**TESTO FORNITO:**

====

Dopo anni di missione ISAF, il cui obiettivo primario è stato quello di supportare il governo afghano nel percorso per rendere il paese stabile e sicuro e non più un rifugio per il terrorismo internazionale, ora con la fine della missione, si palesa un periodo davvero critico. L’Afghanistan, per anni sottoposto alle peggiori sofferenze della guerra, deve ora fare i conti con forze ostili e contrarie alla stabilità.
La battaglia per la conquista di Kunduz (e successivo ritiro), avvenuta alla fine dello scorso settembre da parte dei Talebani, non rappresenterebbe solo la prima conquista di una grande area urbana, ma è anche un sintomo di una crisi molto più ampia in un processo di cambiamento del paese dopo il ritiro delle forze internazionali.

====

**Estratto del dataset:**
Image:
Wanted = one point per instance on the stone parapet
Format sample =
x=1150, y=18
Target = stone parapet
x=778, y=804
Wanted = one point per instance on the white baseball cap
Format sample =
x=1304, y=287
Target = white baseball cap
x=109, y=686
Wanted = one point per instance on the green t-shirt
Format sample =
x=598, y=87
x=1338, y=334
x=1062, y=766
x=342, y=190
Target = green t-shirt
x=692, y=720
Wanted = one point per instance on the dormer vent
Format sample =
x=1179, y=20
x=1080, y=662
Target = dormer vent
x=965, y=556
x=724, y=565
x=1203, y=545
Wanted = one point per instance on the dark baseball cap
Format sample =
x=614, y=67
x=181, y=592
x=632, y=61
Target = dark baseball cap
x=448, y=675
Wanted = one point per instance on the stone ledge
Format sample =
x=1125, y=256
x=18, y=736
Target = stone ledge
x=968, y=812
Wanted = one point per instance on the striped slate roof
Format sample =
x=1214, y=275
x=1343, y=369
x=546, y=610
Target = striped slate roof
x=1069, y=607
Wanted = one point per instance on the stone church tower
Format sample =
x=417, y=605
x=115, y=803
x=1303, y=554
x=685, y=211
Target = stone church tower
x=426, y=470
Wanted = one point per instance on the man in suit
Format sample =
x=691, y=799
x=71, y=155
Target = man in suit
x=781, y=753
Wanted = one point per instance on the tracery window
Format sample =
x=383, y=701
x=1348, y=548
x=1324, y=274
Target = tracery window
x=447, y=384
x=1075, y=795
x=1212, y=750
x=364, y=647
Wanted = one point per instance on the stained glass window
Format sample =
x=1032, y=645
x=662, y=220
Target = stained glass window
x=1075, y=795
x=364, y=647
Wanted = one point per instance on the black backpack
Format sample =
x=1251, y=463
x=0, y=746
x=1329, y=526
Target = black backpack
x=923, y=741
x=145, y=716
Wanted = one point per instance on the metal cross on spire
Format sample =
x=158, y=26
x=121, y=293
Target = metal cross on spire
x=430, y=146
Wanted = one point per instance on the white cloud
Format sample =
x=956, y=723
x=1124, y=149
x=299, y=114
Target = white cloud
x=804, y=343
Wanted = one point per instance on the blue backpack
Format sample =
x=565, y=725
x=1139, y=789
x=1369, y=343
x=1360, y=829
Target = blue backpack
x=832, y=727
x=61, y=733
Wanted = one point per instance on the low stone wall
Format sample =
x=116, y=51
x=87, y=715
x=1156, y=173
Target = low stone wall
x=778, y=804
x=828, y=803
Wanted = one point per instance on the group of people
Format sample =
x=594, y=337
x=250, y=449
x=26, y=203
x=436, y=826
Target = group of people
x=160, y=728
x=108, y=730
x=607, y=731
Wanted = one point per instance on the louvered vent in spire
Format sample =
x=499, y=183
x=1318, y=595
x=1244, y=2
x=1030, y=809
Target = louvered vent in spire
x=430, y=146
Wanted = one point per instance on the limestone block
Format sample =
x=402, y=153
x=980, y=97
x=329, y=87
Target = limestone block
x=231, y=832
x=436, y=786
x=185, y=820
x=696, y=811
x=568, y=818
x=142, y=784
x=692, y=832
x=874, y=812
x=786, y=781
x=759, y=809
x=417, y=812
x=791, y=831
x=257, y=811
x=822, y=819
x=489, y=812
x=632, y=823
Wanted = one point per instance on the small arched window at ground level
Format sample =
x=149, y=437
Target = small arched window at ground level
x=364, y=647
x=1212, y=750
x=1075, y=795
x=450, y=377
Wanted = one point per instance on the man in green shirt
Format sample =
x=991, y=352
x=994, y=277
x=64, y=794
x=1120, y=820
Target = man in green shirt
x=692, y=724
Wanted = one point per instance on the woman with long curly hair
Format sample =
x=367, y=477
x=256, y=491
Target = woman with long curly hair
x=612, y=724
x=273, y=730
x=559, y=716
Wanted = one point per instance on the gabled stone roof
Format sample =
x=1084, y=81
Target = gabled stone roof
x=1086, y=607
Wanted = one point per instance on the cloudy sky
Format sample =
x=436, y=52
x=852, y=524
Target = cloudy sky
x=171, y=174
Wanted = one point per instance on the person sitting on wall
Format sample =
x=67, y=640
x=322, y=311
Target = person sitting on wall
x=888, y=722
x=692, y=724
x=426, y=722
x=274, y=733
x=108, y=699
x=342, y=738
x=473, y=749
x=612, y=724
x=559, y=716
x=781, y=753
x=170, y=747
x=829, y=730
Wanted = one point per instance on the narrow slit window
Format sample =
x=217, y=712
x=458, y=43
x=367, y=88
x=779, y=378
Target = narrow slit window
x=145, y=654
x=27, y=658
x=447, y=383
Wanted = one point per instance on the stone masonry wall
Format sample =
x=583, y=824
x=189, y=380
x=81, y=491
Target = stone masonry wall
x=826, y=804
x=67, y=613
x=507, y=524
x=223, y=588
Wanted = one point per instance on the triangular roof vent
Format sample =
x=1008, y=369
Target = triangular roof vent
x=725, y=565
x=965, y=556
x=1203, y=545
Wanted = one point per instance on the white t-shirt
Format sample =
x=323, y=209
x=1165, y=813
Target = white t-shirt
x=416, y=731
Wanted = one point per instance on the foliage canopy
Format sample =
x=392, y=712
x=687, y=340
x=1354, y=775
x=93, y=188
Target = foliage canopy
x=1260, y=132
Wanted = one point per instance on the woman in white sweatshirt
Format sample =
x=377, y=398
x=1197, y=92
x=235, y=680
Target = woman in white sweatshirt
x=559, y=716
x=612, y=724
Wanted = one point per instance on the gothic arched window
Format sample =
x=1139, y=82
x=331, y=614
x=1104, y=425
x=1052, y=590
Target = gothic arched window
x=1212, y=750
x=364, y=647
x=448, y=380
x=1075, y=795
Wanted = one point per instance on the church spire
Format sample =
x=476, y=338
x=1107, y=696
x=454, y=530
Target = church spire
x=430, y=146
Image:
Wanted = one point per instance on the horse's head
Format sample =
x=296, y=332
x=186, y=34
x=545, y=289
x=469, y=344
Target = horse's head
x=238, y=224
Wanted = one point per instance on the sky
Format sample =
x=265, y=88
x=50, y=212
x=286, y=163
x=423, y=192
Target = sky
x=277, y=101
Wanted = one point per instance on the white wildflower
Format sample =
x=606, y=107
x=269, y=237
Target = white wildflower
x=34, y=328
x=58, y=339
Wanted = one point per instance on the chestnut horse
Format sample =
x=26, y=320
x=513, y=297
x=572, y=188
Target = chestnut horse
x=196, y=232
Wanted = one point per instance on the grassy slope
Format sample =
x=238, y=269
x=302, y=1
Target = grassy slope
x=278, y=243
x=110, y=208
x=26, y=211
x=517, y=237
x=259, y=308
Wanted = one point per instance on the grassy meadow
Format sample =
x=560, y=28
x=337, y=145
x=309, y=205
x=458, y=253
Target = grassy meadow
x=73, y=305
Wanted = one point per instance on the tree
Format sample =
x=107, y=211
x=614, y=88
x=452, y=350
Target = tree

====

**ESERCIZIO ASSEGNATO 1:** Puoi modificare il testo sull'Afghanistan da "Dopo anni di" fino a "contrarie alla stabilità." compreso, riportandolo con "terrorismo globale" al posto di "terrorismo internazionale"?
**ESERCIZIO ASSEGNATO 2:** Puoi proseguire il testo sull'Afghanistan partendo subito dopo la sua ultima frase?

**RISULTATO DELL'ESERCIZIO 1:**
Dopo anni di missione ISAF, il cui obiettivo primario è stato quello di supportare il governo afghano nel percorso per rendere il paese stabile e sicuro e non più un rifugio per il terrorismo globale, ora con la fine della missione, si palesa un periodo davvero critico. L’Afghanistan, per anni sottoposto alle peggiori sofferenze della guerra, deve ora fare i conti con forze ostili e contrarie alla stabilità.

**RISULTATO DELL'ESERCIZIO 2:**
Negli ultimi mesi, la sicurezza, soprattutto a ovest e a nord del paese, è nettamente peggiorata rispetto allo scorso anno, con i combattenti Talebani presenti in gran numero per testare la capacità di controllo del territorio delle forze di sicurezza afghane.
Viene naturale chiedersi come mai i Talebani, dopo anni di presenza di ISAF e finanziamenti a pioggia da parte dei paesi occidentali, riescano a mettere ancora alle corde le forze di sicurezza afghane, dopo che queste hanno beneficiato di programmi di addestramento ed equipaggiamenti vari.
Negli ultimi tre anni più di 13.000 soldati e poliziotti afghani sono stati uccisi in combattimenti contro gli insorgenti. Una statistica impressionante che probabilmente continuerà ad aumentare. Quest’anno, 4.302 membri della sicurezza afghana sono stati uccisi mentre 8.009 sono stati feriti, circa il 40 per cento in più rispetto allo stesso periodo dello scorso anno.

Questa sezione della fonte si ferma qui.